**Provided records:**
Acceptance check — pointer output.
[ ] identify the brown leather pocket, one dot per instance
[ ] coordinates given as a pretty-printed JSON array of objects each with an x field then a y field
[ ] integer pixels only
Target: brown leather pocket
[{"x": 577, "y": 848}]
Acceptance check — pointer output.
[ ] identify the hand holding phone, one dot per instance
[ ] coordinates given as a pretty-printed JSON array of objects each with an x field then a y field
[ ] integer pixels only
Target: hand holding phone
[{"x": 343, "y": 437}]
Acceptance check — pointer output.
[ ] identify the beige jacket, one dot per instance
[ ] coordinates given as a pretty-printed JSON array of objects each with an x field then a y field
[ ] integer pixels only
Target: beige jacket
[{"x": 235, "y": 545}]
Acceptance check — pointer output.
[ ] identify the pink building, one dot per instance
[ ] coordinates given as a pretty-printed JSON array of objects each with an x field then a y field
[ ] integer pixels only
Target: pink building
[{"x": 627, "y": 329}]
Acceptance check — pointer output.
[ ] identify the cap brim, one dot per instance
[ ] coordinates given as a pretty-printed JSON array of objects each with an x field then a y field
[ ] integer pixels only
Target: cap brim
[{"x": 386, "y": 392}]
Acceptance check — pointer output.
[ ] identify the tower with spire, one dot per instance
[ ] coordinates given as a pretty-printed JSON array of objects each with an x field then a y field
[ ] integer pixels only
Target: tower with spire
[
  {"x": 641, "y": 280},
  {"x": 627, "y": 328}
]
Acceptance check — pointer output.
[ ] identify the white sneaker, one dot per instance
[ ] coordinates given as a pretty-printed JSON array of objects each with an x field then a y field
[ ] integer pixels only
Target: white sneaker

**What you have to do:**
Print the material above once more, exactly.

**Task response:**
Acceptance check — pointer output.
[ ] identify the brown leather pocket, one dot per instance
[ ] coordinates given as a pretty-printed JSON array of objects each with an x field then a y field
[ ] integer pixels only
Target: brown leather pocket
[{"x": 577, "y": 848}]
Acceptance check — pointer output.
[ ] identify the hand holding phone, one dot per instance
[ ] coordinates given as a pretty-printed JSON array of objects each with an x field then a y field
[ ] integer pixels only
Target: hand holding phone
[{"x": 343, "y": 437}]
Acceptance check — pointer output.
[ ] identify the beige jacket, one dot per instance
[ ] coordinates given as a pretty-printed JSON array of objects each with an x field then a y field
[ ] integer pixels only
Target: beige jacket
[{"x": 235, "y": 545}]
Acceptance check — pointer output.
[ ] identify the pink building, one dot per instance
[ ] coordinates given as a pretty-printed JSON array of objects each with an x field then a y field
[ ] integer pixels only
Target: pink building
[{"x": 627, "y": 329}]
Acceptance check — pointer output.
[ ] identify the cap brim, one dot per instance
[ ] coordinates given as a pretty-printed JSON array of objects each with an x field then a y field
[ ] integer pixels only
Target: cap brim
[{"x": 386, "y": 392}]
Acceptance check — pointer output.
[ ] identify the tower with spire, one dot per instance
[ ] coordinates given as a pretty-printed JSON array of objects each with an x field then a y field
[ ] integer pixels only
Target: tower with spire
[
  {"x": 641, "y": 280},
  {"x": 627, "y": 328}
]
Acceptance check — pointer output.
[ ] identify the white sneaker, one dot per instance
[ ] coordinates given as a pretty-printed JSON array of objects each with an x field then a y field
[ ] integer pixels only
Target: white sneaker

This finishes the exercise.